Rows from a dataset
###

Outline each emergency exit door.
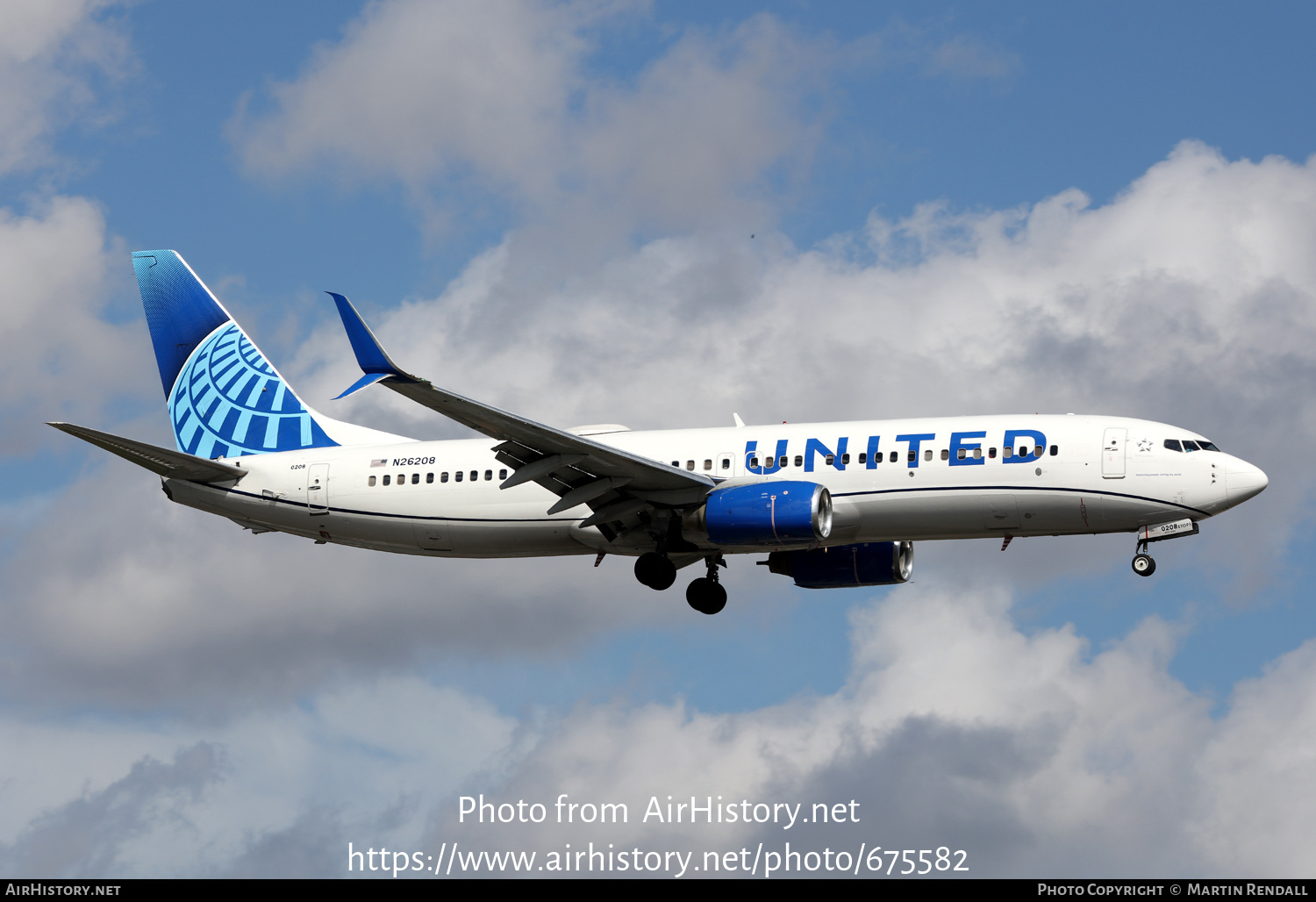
[307,463,329,516]
[1102,428,1129,479]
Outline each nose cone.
[1226,457,1270,505]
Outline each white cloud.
[229,0,834,242]
[0,0,133,174]
[0,197,148,455]
[0,678,521,877]
[413,587,1316,877]
[0,586,1316,877]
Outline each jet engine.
[683,481,832,545]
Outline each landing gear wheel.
[636,552,676,591]
[1134,555,1155,576]
[686,576,726,613]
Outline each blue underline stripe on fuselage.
[213,483,1211,523]
[832,486,1211,516]
[222,483,571,523]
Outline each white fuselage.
[166,415,1266,557]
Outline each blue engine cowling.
[699,481,832,545]
[768,541,913,589]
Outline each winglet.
[325,291,420,400]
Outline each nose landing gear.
[686,555,726,613]
[1134,541,1155,576]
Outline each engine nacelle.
[687,481,832,545]
[768,541,913,589]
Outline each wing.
[328,291,718,541]
[46,423,247,482]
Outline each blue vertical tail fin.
[133,250,340,458]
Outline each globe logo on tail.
[168,320,337,458]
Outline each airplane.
[50,250,1268,613]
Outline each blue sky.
[0,0,1316,876]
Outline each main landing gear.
[1134,541,1155,576]
[636,552,676,591]
[636,552,726,613]
[686,555,726,613]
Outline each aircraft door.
[307,463,329,516]
[1102,426,1129,479]
[713,452,737,479]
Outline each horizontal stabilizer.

###

* Exercise details
Rewrite the stretch of lines from the one containing "Outline each landing gear wheel." through the end of the lines above as a numbered list, leaving out any blank lines.

* Output for this task
1. Outline each landing gear wheel.
2. [636,552,676,591]
3. [1134,555,1155,576]
4. [686,576,726,613]
5. Outline each blue underline stripe on fuselage.
6. [213,483,1211,523]
7. [832,486,1211,516]
8. [222,483,571,523]
9. Outline each white fuselage.
10. [166,415,1266,557]
11. Outline each blue engine cowling.
12. [699,481,832,545]
13. [768,541,913,589]
14. Outline each winglet.
15. [325,291,420,400]
16. Outline each nose landing gear.
17. [686,555,726,613]
18. [1134,541,1155,576]
19. Outline each engine nacelle.
20. [687,481,832,545]
21. [768,541,913,589]
22. Outline each wing.
23. [328,291,718,541]
24. [46,423,247,482]
25. Outline each blue vertical tail fin.
26. [133,250,340,458]
27. Outline each globe logo on tail.
28. [168,320,337,458]
29. Outline each airplane.
30. [50,250,1268,613]
31. Outline each blue sky.
32. [0,0,1316,876]
33. Outline each main landing gear.
34. [1134,541,1155,576]
35. [636,552,676,591]
36. [636,552,726,613]
37. [686,555,726,613]
38. Outline each aircraft door.
39. [307,463,329,516]
40. [1102,426,1129,479]
41. [713,452,737,479]
42. Outline each horizontal stabilizer.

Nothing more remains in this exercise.